Reproduce exactly the lines below, starting with the line that contains "in white dress." and ending with the last line of the records, both included, and nothing else.

* begin Given records *

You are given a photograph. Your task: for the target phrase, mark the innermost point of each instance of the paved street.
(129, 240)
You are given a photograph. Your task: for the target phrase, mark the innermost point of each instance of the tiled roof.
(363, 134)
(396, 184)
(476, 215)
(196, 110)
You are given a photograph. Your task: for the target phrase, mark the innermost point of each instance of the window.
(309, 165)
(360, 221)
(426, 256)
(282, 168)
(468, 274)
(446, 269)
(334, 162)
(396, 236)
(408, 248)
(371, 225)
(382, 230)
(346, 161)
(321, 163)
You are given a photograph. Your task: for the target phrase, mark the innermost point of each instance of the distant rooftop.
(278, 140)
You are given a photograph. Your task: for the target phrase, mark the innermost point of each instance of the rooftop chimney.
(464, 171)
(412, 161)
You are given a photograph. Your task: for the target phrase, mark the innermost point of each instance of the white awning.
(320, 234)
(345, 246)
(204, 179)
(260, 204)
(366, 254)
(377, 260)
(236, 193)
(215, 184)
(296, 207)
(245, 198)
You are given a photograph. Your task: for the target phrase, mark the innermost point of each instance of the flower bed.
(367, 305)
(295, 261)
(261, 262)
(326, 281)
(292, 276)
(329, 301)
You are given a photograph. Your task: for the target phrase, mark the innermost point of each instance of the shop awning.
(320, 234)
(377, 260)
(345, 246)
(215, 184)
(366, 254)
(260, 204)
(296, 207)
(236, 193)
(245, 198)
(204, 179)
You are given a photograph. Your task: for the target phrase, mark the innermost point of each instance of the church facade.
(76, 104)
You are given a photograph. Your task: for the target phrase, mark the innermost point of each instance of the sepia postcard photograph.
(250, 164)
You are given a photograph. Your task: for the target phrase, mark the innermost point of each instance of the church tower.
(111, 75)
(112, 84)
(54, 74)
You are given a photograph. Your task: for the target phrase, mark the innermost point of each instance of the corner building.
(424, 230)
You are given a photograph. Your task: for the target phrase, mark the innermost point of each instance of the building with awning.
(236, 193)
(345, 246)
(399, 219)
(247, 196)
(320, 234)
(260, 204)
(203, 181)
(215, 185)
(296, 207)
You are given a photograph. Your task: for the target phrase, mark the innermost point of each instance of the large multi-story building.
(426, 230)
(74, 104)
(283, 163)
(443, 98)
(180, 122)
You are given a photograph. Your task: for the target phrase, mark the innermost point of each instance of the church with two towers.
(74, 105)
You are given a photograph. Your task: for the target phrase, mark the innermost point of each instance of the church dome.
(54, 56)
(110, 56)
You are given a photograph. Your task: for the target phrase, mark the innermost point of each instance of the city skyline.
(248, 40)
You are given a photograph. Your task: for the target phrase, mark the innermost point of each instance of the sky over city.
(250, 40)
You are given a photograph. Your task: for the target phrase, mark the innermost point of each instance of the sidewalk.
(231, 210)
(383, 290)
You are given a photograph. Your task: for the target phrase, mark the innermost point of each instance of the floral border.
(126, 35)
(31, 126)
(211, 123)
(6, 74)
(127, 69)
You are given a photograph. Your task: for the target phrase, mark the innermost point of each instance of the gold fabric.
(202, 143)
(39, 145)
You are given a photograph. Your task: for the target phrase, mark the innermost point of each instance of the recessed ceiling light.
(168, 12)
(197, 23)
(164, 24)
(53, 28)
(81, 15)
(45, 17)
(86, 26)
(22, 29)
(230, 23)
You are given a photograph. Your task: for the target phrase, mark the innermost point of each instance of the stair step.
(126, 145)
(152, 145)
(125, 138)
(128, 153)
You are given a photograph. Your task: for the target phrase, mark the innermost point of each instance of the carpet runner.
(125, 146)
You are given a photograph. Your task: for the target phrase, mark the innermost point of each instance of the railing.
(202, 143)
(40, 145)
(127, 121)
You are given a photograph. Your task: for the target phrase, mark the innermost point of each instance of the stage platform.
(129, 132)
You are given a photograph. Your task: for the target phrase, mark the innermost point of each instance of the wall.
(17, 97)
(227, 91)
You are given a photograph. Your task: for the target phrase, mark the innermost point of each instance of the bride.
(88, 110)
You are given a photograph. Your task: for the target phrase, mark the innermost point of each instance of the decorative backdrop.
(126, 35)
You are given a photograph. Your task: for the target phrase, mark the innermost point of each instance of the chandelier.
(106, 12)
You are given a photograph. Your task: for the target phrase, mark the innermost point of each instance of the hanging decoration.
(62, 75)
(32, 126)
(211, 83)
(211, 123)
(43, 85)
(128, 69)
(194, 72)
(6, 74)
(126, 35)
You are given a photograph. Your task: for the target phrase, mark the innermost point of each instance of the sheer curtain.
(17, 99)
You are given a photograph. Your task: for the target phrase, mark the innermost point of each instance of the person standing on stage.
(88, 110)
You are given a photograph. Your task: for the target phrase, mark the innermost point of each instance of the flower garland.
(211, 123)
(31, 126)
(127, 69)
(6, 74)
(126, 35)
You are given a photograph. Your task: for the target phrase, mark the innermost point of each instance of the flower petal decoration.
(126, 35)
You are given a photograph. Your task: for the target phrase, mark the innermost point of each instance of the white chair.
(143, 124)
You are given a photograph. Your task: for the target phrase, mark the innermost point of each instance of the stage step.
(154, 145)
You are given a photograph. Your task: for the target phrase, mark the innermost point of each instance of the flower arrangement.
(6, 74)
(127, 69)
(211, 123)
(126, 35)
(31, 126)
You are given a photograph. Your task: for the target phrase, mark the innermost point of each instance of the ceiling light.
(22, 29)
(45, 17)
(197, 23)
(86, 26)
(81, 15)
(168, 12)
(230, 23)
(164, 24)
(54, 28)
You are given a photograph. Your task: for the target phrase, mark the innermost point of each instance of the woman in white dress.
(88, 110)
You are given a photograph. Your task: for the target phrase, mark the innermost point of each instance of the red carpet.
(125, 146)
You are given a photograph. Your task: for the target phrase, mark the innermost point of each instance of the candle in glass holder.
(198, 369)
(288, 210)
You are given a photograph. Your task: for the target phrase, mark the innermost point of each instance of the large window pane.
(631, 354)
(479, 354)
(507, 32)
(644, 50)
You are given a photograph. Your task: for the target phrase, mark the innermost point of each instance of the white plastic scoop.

* end Given records *

▶ [Exercise answer]:
You are given a photograph. Your task: for the target phrase, mark the innermost point of each instance of the woman in white dress.
(88, 110)
You are given a photograph. Your task: for the target phrase, mark the innermost point of each instance of the red carpet.
(125, 146)
You are given a photograph. Your task: for the target phrase, mark the innermost point of each instance of the candle in glass holder.
(198, 369)
(288, 210)
You are given a photograph. Your task: for the target phrase, mark the innermost point of each instance of the large window pane.
(631, 354)
(479, 354)
(507, 32)
(644, 50)
You are given a photograph. Your task: for the target phrase, mark the innermost point of each instance of the white plastic scoop.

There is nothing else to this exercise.